- [Given task]: Could you recast the lines of the listing below, starting with the line that contains "woman's face, each" and going on through the end of the listing, as a JSON list of strings with one string per line and blank lines left out?

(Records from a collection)
------------------------------

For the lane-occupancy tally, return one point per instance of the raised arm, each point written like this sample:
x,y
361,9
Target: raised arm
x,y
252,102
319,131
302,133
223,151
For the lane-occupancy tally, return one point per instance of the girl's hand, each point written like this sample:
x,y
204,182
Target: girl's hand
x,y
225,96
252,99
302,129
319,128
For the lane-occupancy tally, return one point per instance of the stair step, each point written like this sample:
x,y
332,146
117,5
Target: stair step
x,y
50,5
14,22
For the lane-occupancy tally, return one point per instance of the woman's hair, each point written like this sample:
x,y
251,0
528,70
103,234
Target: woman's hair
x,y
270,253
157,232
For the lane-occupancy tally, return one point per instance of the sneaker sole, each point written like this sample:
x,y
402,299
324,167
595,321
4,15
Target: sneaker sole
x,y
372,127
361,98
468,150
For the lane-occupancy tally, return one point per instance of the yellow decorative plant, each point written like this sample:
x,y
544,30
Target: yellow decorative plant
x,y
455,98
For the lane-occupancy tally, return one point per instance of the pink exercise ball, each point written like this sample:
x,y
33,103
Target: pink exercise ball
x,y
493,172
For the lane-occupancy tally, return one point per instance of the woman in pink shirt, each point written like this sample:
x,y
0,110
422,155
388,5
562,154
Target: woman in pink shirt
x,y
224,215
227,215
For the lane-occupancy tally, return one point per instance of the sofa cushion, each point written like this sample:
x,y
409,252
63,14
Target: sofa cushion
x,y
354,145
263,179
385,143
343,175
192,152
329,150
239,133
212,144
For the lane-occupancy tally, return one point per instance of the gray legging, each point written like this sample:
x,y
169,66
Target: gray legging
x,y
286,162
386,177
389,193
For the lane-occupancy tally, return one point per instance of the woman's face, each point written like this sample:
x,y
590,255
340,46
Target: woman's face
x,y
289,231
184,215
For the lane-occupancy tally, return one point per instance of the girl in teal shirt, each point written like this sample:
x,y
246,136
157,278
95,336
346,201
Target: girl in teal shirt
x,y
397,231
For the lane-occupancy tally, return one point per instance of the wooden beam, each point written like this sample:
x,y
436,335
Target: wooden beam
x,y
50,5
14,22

------------------------------

- [Task response]:
[
  "For the lane-occupancy tally, return one point per instance of the woman's face, each point written like this sample:",
  "x,y",
  "590,255",
  "340,46",
  "Target: woman's face",
  "x,y",
  "289,231",
  "184,215",
  "For the lane-occupancy tally, return one point per instance of the girl in teal shirt, each point written like this sample:",
  "x,y",
  "246,136",
  "157,278",
  "95,336",
  "346,201",
  "Target: girl in teal shirt",
  "x,y",
  "397,231",
  "For the lane-occupancy tally, return one point per instance of the wooden beam, each point written like this sample:",
  "x,y",
  "436,335",
  "Target: wooden beam",
  "x,y",
  "50,5",
  "14,22"
]